---------- Source text

Given that those are unlikely, and that there’s some serious debate about the translation when it comes to the word “virgin” anyway, he may have given up on the whole virgin birth thing, too.

Also, since Satan clearly evolves from a kind of nay-sayer adviser of God’s to an all out rival, he might not believe in Satan, either.

And if that’s the case, he might recognize that God also evolves from a god among other gods who exist (and even perform their own miracles, though lesser ones) to the only God over the course of the Bible. That might keep him up at night.

He may also notice that Jesus’ idea of universal and unconditional forgiveness also evolves into a kind of political and social weapon for Paul, one that can help the early Church keep in the good graces of authorities while heaping burning coals on the heads of oppressors. Jesus doesn’t strike me as the kind of guy who liked the idea of heaping burning coals on anybody’s heads.

If Kurt is like me, he might find himself in a place where Jesus, and especially Jesus’ teachings about how we should get along with one another, ends up being the only thing left to hold onto within a larger body of beautiful literature, powerful poetry, instructive allegories, and heavily slanted history.

And then this poor guy, a guy who didn’t want to turn off “Nones” who were repulsed by frightful, desperate Christians worried about the torment our souls would face in hell, has the bad luck to run into a guy like me who is equally turned off by the inescapable lack of humility that’s inherent to any belief system which says, “Despite the fact that I lack evidence either way, I have made a choice to believe this religion is correct and all others are wrong.”

Confronted by a jerk like me, will this writer acknowledge that the very same universalism that compelled him to give up on Hell could also justify giving up on the idea that there is one true faith, and that God has revealed that faith to some and not others? Just as his connection with non-believers would be strengthened if he doesn't believe in Hell, wouldn't it be easier to reach out if he wasn't advertising a my-way-or-the-highway religion?

I don’t blame him for having that kind of faith. It’s not his fault. All major world religions either say that the others are wrong or that the others are a part of them and just don’t know it yet. That’s inescapable; religions that hold that it’s fine to not believe in their teachings disappear about as quickly as the ones that teach that no one should have children (I'm looking at you, Shakers!).

The spread of Christianity is the story of a religion that came into contact with other religions and offered significant advantages. Despite its sexism, it offered a lot better deal for women. The practices of early Christians (sharing food and money, offering free childcare and education, adopting orphans, caring for the sick) essentially provided a social safety net where none existed. In the context of a conflict of religions, Christianity is going to win in the long haul because Christians are genuinely taught to treat other people better. That’s how Islam spread, too. Muslims treated people better (often better than the Christians they encountered). That’s how Buddhism spread out of India. Treating people better, not just tolerating them or being civil, but treating them better, is the key to evangelism. This writer, Kurt Willems, clearly understands that.

--------------------
---------- Data shown

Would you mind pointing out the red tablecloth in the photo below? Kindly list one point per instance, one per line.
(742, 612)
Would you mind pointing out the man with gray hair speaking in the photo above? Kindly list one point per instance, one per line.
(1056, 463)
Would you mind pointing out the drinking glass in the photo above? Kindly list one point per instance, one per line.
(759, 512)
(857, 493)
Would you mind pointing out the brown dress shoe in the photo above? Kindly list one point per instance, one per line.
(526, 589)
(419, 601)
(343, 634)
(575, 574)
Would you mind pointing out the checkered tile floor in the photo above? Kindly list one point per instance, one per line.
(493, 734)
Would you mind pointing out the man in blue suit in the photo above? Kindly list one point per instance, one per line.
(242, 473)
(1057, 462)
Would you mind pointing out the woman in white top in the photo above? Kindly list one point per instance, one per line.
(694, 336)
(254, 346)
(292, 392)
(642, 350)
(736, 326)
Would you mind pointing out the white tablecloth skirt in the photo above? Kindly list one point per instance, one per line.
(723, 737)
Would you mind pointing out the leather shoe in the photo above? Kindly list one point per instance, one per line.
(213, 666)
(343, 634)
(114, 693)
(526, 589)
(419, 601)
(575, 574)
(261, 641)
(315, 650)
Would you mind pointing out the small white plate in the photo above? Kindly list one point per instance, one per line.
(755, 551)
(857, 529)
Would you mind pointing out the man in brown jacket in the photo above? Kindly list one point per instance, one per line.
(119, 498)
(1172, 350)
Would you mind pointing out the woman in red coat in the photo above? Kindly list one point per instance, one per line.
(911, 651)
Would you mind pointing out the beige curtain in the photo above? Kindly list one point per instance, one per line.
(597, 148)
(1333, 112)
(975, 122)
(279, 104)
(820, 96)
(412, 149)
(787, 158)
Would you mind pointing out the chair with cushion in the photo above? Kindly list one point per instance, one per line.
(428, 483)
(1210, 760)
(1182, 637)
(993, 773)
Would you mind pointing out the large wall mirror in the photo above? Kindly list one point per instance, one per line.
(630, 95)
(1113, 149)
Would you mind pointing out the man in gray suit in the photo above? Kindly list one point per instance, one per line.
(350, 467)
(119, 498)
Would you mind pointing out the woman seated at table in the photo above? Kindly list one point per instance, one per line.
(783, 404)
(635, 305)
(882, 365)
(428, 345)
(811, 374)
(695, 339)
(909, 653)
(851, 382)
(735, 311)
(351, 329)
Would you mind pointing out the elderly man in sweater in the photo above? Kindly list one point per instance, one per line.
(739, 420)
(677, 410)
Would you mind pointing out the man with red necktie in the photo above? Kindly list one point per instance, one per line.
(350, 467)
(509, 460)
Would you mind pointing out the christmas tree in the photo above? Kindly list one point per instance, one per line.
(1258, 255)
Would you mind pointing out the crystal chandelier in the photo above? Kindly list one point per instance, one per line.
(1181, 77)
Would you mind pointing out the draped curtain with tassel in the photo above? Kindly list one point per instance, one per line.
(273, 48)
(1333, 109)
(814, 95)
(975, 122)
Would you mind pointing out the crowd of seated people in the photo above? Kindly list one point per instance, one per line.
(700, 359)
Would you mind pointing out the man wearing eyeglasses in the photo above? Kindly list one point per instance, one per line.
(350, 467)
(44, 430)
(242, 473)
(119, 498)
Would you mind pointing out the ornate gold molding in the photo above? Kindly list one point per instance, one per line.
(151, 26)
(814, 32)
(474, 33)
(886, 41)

--------------------

→ Instructions:
**1.** Reproduce word for word the stretch of the passage on Christianity and evangelism from "And if that’s" through "on anybody’s heads.".
**2.** Please answer these questions about the passage on Christianity and evangelism:
(a) What is the full name of the writer the author says "clearly understands" the key to evangelism?
(b) Which religious group does the author single out as an example of one that teaches that no one should have children?
(c) Which practices of early Christians does the author say provided a social safety net?
**3.** Extend the passage on Christianity and evangelism past its final sentence.

→ Outputs by task:
**1.**
And if that’s the case, he might recognize that God also evolves from a god among other gods who exist (and even perform their own miracles, though lesser ones) to the only God over the course of the Bible. That might keep him up at night.

He may also notice that Jesus’ idea of universal and unconditional forgiveness also evolves into a kind of political and social weapon for Paul, one that can help the early Church keep in the good graces of authorities while heaping burning coals on the heads of oppressors. Jesus doesn’t strike me as the kind of guy who liked the idea of heaping burning coals on anybody’s heads.

**2.**
(a) Kurt Willems.
(b) The Shakers.
(c) Sharing food and money, offering free childcare and education, adopting orphans, and caring for the sick.

**3.**
But now Christianity wants to spread within a context that it’s never faced. Before, it could always say to folks, “Convert from your exclusive religion to ours. Both say the other can’t be true, but we obviously treat people better.”

And people said to themselves, “Well, not having any religion at all simply isn't an option. It’s culturally inconceivable. But these Christians obviously have their shit together.”

But now, Christianity is faced with an altogether new alternative. Atheism has existed for longer than Christianity, but for millennia it was always the domain of iconoclasts who could only choose between the dominant religion of their culture or “not-that.” Now we have a whole generation of human beings who are growing up in a world where all the religious options are on our screens every day. Pluralism is as ubiquitous as the internet. And, in that world of post-modernity, we can see millions upon millions of examples of people who have chosen some variation of “not-that” and still manage to treat people well, provide for the needs of their neighbors, accept difference, and generally have their shit together. Meanwhile, the people who tend to be the ones telling women what to do with their own bodies and telling gay people who they can love and protesting at soldiers’ funerals and chopping people’s heads off and generally being the worst also tend to be the most confident that their ideas about God are the right ones.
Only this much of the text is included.